§ Work to do
Retype everything from the line containing "each horse's nose" down to the line containing "[273,78,290,127]", including both of those lines and nothing else.

§ Items
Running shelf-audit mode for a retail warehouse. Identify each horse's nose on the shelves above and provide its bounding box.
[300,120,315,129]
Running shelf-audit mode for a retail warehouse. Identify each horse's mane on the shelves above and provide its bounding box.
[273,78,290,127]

...

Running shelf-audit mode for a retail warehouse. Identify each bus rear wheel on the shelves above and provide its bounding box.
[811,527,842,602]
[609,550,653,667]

==

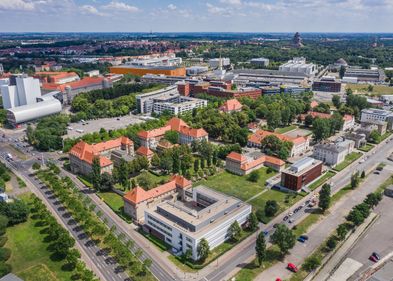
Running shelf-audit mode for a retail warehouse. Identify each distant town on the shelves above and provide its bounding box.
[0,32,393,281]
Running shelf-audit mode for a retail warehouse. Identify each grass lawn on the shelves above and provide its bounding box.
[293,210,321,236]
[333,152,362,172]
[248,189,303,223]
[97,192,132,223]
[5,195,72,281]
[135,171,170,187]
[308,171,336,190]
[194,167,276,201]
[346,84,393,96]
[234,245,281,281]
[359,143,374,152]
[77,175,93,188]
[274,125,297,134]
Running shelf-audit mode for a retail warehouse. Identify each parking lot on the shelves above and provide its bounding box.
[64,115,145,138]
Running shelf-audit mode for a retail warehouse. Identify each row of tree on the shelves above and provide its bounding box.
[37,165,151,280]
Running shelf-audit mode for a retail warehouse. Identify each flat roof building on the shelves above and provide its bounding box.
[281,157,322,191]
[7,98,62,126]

§ The output
Running shelf-audit mode for a retail warehouse. Identify each horse's nose on the shelves above and provide its bounding box.
[300,120,315,129]
Running shelf-audit mode for a retail warehouse. Identify each horse's mane on the shelves above and provide its bounding box.
[273,78,290,127]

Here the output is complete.